▸ What is expected
Word for word, reproduce each line of the data below, omitting every image.

▸ Given information
[Start of section]

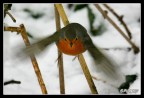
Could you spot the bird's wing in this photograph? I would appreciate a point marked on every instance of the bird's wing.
(102, 61)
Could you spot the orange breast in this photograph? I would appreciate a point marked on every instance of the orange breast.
(65, 47)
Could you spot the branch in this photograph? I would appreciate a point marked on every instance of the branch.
(81, 58)
(60, 56)
(135, 48)
(12, 82)
(120, 18)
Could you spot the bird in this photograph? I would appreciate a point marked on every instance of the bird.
(73, 40)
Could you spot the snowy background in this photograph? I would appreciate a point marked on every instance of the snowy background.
(75, 82)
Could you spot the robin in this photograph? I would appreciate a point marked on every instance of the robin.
(73, 39)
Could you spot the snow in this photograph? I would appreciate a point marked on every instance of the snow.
(75, 82)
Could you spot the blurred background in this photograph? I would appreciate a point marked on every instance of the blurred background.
(39, 20)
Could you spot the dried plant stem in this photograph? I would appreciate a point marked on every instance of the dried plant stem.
(60, 57)
(136, 49)
(120, 18)
(12, 82)
(10, 16)
(81, 58)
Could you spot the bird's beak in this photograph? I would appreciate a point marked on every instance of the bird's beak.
(71, 44)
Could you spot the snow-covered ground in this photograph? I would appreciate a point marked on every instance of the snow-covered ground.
(75, 82)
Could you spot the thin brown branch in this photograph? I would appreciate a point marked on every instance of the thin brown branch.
(81, 58)
(135, 48)
(33, 60)
(60, 56)
(120, 18)
(14, 20)
(12, 82)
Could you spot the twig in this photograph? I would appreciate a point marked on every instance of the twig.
(103, 81)
(12, 82)
(60, 56)
(33, 60)
(14, 20)
(81, 58)
(120, 18)
(136, 49)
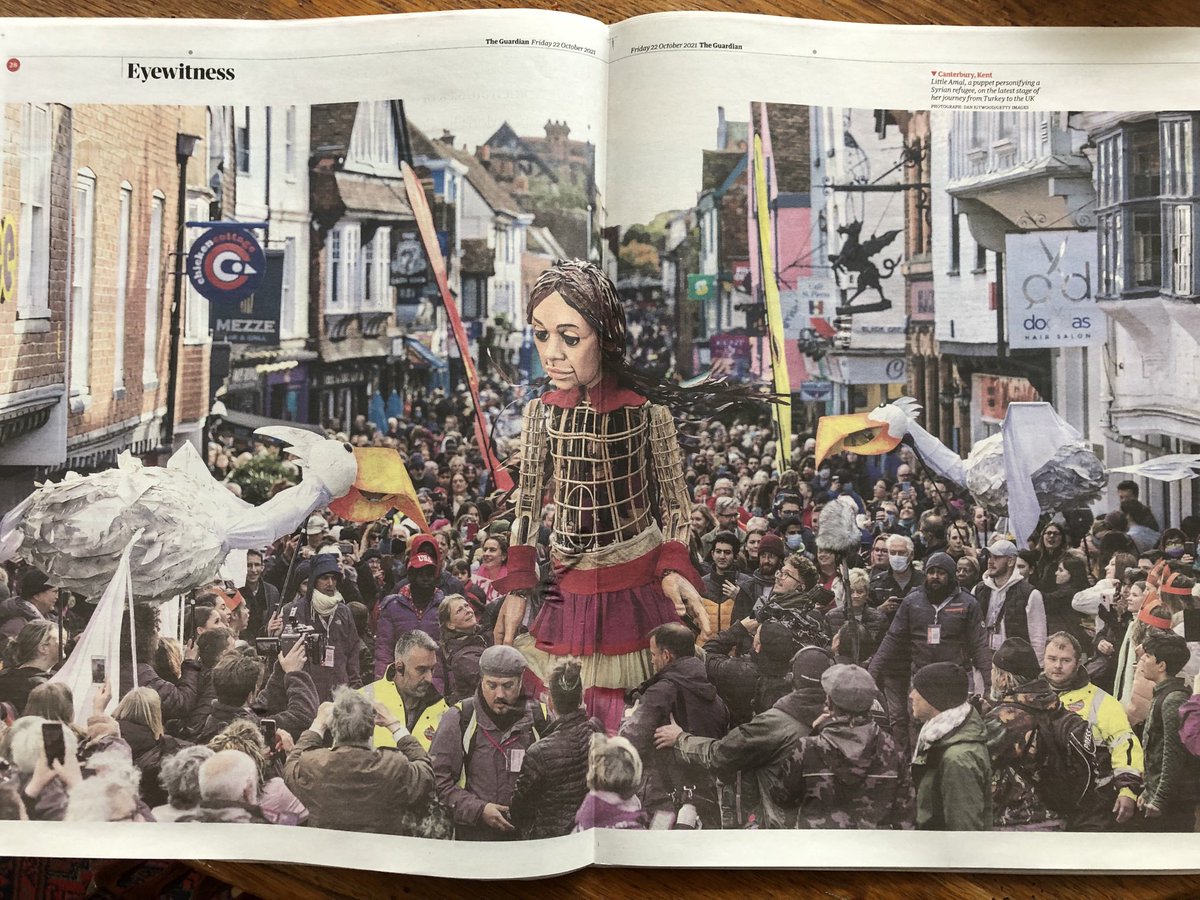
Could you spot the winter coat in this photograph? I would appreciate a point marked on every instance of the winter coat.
(342, 635)
(177, 699)
(291, 699)
(425, 720)
(471, 772)
(358, 789)
(15, 615)
(1013, 610)
(873, 621)
(681, 690)
(719, 609)
(149, 755)
(553, 778)
(459, 663)
(849, 774)
(905, 648)
(397, 615)
(953, 778)
(1171, 772)
(605, 809)
(17, 683)
(1017, 757)
(760, 749)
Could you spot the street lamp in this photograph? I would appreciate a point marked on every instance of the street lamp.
(185, 144)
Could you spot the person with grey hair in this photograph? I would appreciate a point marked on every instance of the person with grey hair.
(407, 690)
(180, 778)
(228, 790)
(354, 786)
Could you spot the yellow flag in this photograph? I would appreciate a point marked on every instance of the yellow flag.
(783, 384)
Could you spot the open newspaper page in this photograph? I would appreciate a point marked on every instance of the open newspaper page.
(259, 281)
(951, 586)
(496, 427)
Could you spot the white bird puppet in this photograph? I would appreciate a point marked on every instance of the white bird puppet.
(76, 529)
(1037, 463)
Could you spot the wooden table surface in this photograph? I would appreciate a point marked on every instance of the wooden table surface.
(295, 881)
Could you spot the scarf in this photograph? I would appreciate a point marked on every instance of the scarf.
(325, 604)
(939, 727)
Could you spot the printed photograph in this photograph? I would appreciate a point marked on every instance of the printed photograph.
(358, 473)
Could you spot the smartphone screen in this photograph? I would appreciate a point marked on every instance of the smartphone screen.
(1192, 625)
(52, 739)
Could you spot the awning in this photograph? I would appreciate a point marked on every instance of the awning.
(245, 424)
(423, 355)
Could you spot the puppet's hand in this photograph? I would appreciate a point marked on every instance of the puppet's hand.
(509, 618)
(687, 599)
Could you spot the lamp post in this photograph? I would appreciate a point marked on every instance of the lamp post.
(185, 144)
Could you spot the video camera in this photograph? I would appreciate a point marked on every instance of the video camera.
(315, 641)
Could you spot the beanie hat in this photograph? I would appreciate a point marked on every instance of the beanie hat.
(850, 688)
(1017, 655)
(773, 544)
(943, 685)
(940, 561)
(808, 665)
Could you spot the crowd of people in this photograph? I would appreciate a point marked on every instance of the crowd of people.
(925, 672)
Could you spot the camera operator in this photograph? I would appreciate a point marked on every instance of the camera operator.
(289, 695)
(328, 624)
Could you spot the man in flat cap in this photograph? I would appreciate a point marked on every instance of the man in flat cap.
(480, 745)
(1021, 699)
(850, 773)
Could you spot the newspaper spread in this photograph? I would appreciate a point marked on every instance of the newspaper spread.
(822, 491)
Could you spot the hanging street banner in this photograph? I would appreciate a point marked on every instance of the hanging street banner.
(701, 287)
(226, 263)
(409, 270)
(9, 261)
(1049, 291)
(256, 318)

[End of section]

▸ Answer box
Could you spot the bird's wing in this photograph? I would appreciate a point marked on every instance of the bird's wing.
(102, 61)
Could you spot the orange breast in this photograph? I would appreciate a point marked on every instance of the orange breast.
(65, 47)
Could you spot the branch in this photograph? I would appreciate a point marked on every instance of the branch.
(81, 58)
(60, 56)
(135, 48)
(12, 82)
(120, 18)
Could you spot the bird in this photograph? I would appreciate a point marked on every instance of the bird.
(73, 40)
Could you spot the snowy background in this photograph? I would appreciate a point marked on every instance of the snowy background.
(75, 82)
Could you spot the robin in this photograph? I would appreciate a point marked on every instance of the robin.
(73, 39)
Could you spot the snow in this photograph? I would appreciate a point marked on every instance of the snow.
(75, 82)
Could you spot the blurred background in this photograph? I would appreciate a point marked on every instance of the blurred background.
(39, 20)
Could you spot the dried plant stem in this photograph? I would appreciate a point marked on every instance of the dried plant stem.
(60, 57)
(136, 49)
(120, 18)
(12, 82)
(10, 16)
(81, 58)
Could you spot the bird's beak in this photograph? I would appreciate a point marked on every instance of the bird's beak.
(71, 44)
Could you spot the snow-covered ground in this photograph? I would appreciate a point marked on every instance of the snow-covered ground.
(75, 82)
Could you spot the thin brown branch in this photograph? I would appreciate a point marked on every instance of the thin brown branch.
(81, 58)
(135, 48)
(33, 60)
(60, 56)
(120, 18)
(14, 20)
(12, 82)
Could you spot the twig in this photograph? I would appreciate a point marked on every instance of the twig.
(103, 81)
(12, 82)
(60, 56)
(33, 60)
(14, 20)
(81, 58)
(120, 18)
(136, 49)
Could you spot the winter coat in this photograph? I would appreciate a point marked on every instance of the winter coat.
(342, 635)
(177, 699)
(291, 699)
(425, 720)
(471, 772)
(358, 789)
(15, 615)
(1013, 610)
(873, 621)
(681, 690)
(719, 609)
(149, 755)
(553, 778)
(459, 663)
(849, 774)
(905, 648)
(397, 615)
(953, 778)
(1171, 772)
(605, 809)
(17, 683)
(1017, 757)
(760, 749)
Could you spot the street lamp in this photograph? I would appreciate a point marked on every instance of the street lamp.
(185, 144)
Could you spot the person with grey hair in this photograph? I would appreciate a point marked on every instance of the person with grey hair.
(407, 690)
(180, 778)
(228, 790)
(354, 786)
Could you spot the yellow flag in this photograph? I would appreciate a point marked on every instance of the yellow flag.
(783, 384)
Could you spot the open newspaper page in this photograph? I would appreciate a point marked on every instance of the open newspaper page.
(259, 281)
(951, 586)
(496, 427)
Could you spot the white bird puppet in this photograph? I would appreciate a point marked on every instance of the white bird puppet.
(76, 529)
(1037, 463)
Could you spot the wooden table surface in this photograph? I would appreciate a point marked on every instance of the wooden table surface.
(295, 881)
Could you spot the scarf in this photograph? I would appreciate a point marked on every instance of the scarf.
(325, 604)
(939, 727)
Could you spot the printed photograph in this photograph? I would appreciate a point marked on every instance of the printed photograph.
(358, 473)
Could you spot the smartphone screen in this photograph? I would appreciate a point marked on every instance of the smartphone screen.
(1192, 625)
(52, 739)
Could you spot the awning in this photograph? I would appreciate a point marked on every instance of the awning.
(245, 424)
(423, 355)
Could you spot the puppet's hand in this photograph? I would appreciate a point marked on every instance of the puppet's hand.
(509, 618)
(687, 599)
Could you spot the lamp post in this photograph? I would appreciate a point marked on every instance of the lamp post.
(185, 144)
Could you spot the video camera in this photograph? I would appreciate a point marked on every instance of the video camera.
(315, 641)
Could you spot the beanie hat in this photograph? I would appreciate a point marked on every instance of the beanie hat.
(850, 688)
(1017, 655)
(773, 544)
(943, 685)
(940, 561)
(808, 665)
Could you spot the crowd of people in this photograph? I would appreciate a point marked on every instance of the crowd of people.
(925, 672)
Could you spot the camera operator in this photograph? I would appreciate a point marked on every instance of the camera operator.
(289, 695)
(328, 624)
Could you spot the man in flat cap in this photograph? I would appreciate a point marked on every instance of the man in flat cap.
(480, 745)
(1021, 699)
(850, 773)
Could you spot the newspaper spread in this photograph? I would appreciate a point marked on every instance of the newspaper spread.
(822, 491)
Could you spot the hanging street banner in this photograph? I would appreciate a point marked on every instance of the hanging street banner.
(701, 287)
(226, 263)
(409, 270)
(9, 261)
(1049, 291)
(256, 318)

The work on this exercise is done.